*** Opening READING TEXT ***

The bacterial contaminant Salmonella has challenged food scientists for over 100 years, but much has been learned in the past 30 years that has helped frame food-safety programs for industries such as California Almonds that are geared towards prevention and control of this potentially harmful bacteria.
In a presentation at the Almond Board of California Food Quality & Safety Symposium held in June, Dr. Linda J. Harris of the Department of Food Science and Technology at UC-Davis discussed some of the important developments in Salmonella research that are significant to food safety programs for both growers and processors. These are:
• Salmonella has a low infectious dose. Outbreaks of salmonellosis have been known to occur with only a few cells per serving.
• Salmonella survives a long time in dry conditions and in cold temperatures. In one of Dr. Harris’s trials, almost no loss of bacteria was noted after 450 days when almonds were stored at 4 C (39 F). She cited several outbreaks that were associated with low moisture foods with a long shelf life, such as nuts, seeds, and cereals, but noted that inadvertent moisture played a role in several of these outbreaks.
• Salmonella originates in animal feces, but can be transmitted or spread by several means — insects, birds, in water, by sewage and soil, and even in animal feed.
• Salmonella is very resistant to dry heat. The temperatures that rapidly kill the organism in moist foods have little or no impact on an almond. This is why it can be a challenge to validate some types of heat processes.
Moisture in the orchard or in the processing plant can encourage growth of bacteria, including Salmonella. In the orchard, almonds get wet from unseasonable rain or irrigation water applied too close to harvest. Using water in a cleaning and sanitation program presents a special challenge, as Salmonella grows in wet almond dust.
Dr. Harris did note that over several years of conducting pathogen surveys on almonds, the percent of positive samples and number of Salmonella present on almonds was low under ordinary circumstances.
These low levels are what the 4-log reduction rule was based on, and why it is important that growers continue to apply Good Agricultural Practices to ensure these levels are maintained.

*** Closing READING TEXT ***
*** Opening LISTED ENTRIES ***

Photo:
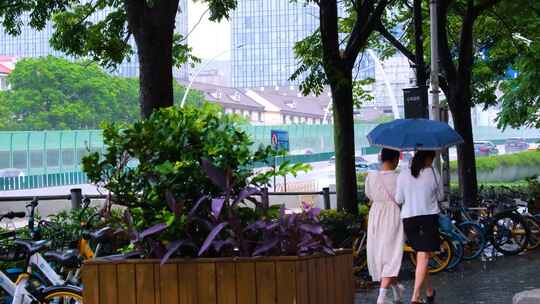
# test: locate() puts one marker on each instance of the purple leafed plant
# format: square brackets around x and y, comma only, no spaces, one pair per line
[227,230]
[289,234]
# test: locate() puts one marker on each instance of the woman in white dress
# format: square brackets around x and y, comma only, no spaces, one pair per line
[385,229]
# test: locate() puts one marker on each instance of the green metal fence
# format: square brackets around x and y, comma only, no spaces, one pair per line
[53,157]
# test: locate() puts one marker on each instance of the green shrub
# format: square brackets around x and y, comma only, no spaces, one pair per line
[158,168]
[490,163]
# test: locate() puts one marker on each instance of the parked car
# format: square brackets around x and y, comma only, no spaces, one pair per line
[485,148]
[374,166]
[515,145]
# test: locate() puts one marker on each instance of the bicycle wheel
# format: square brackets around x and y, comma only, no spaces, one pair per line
[476,241]
[458,253]
[359,253]
[534,236]
[439,260]
[509,233]
[62,295]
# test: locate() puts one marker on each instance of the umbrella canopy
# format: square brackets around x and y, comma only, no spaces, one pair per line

*** Closing LISTED ENTRIES ***

According to the Salmonella text, after how many days of storing almonds at 4 C (39 F) was almost no loss of bacteria noted in one of Dr. Harris's trials?

→ **OUTPUT OF THE TASK**
After 450 days.